#### [Приведённый отрывок]
'''

Когда разведчики донесли Александру эти новости, многие из командиров предложили стать лагерем и попытаться выманить врага из-за столь оригинального укрытия в надежде разбить фракийцев на равнине. Но Александр вновь, как это было при Оссе, проявил неординарность своего мышления.
— Солдаты, мы немедленно атакуем противника, не страшась его повозок. Когда они начнут падать, расступитесь, чтобы они не задели вас, а где это нельзя сделать, лягте плотно на землю и прикройтесь щитами.
Гул недоверия прошел по рядам македонского войска и тогда Александр сам встал в первую шеренгу воинов готовых атаковать врага. Пристыженные столь отважным поступком своего царя воины, пытались отговорить Александра, но тот наотрез отказался покидать своего места.
Все случилось, как и предполагал македонский воитель. Убедившись, что противник начал подъем на гору плотным строем и выждав самого наилучшего момента, с громким криком спихнули свои повозки вниз. Со страшным грохотом понеслась эта смертельная лавина вниз, но к большому разочарованию фракийцев македонцы почти не пострадали.
Завидев движение огромных повозок, передние ряды гоплитов по команде царя, дружно легли на землю, прикрывшись сверху своими щитами. Деревянные колеса с грохотом пронеслись по крепкому металлу, не причинив воинам никакого вреда. Стоявшие внизу гоплиты не менее удачно разбежались в стороны, вжимаясь в скалы и освобождая, таким образом, смертельно лавине свободный проход. Серьезно пострадали те воины, кто находился у подножья горы и на кого щедрым дождем, обрушились деревянные сколки полностью разбившихся о камни повозок.

'''

#### [Показанный материал]
'''

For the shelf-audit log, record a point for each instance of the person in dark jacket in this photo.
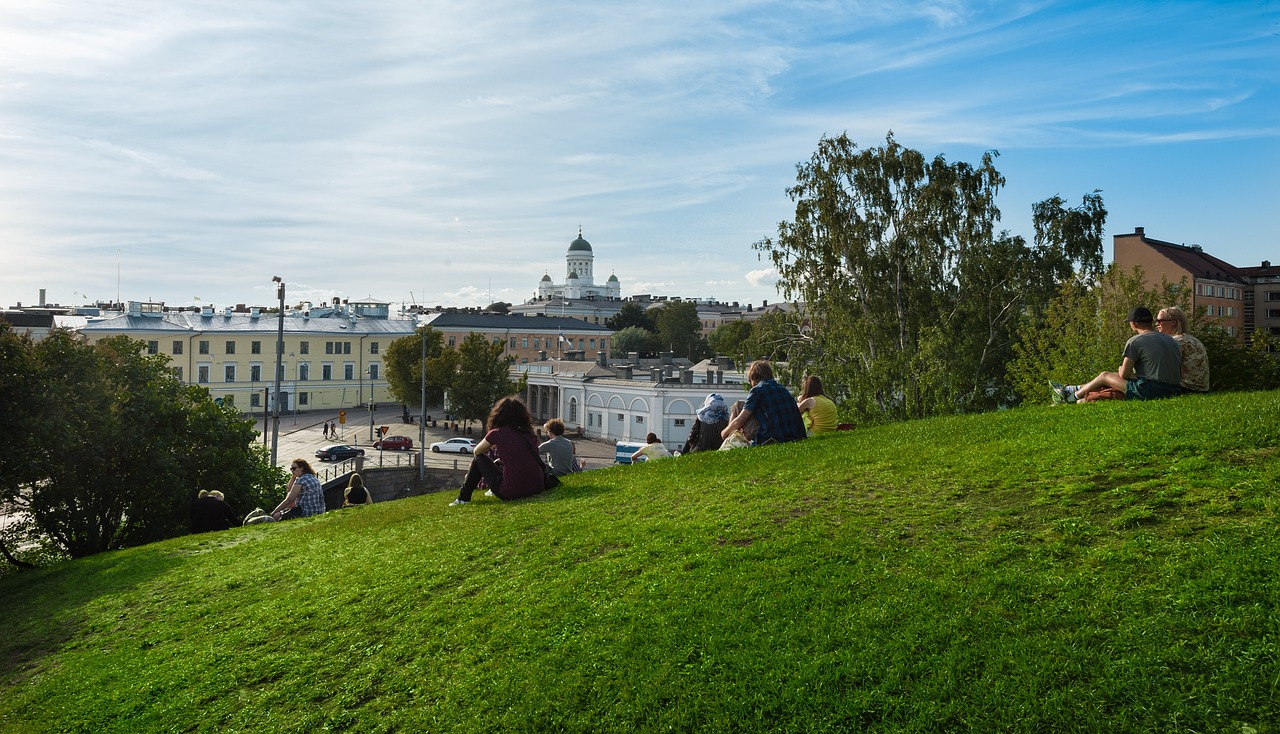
(210, 511)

'''

#### [Короткое задание]
Отредактируйте часть отрывка о битве Александра с фракийцами: начните с фразы, где есть «Все случилось, как», остановитесь после «почти не пострадали.» и замените «македонский воитель» на «македонский царь». Материал здесь не понадобится.

#### [Ответ к заданию]
Все случилось, как и предполагал македонский царь. Убедившись, что противник начал подъем на гору плотным строем и выждав самого наилучшего момента, с громким криком спихнули свои повозки вниз. Со страшным грохотом понеслась эта смертельная лавина вниз, но к большому разочарованию фракийцев македонцы почти не пострадали.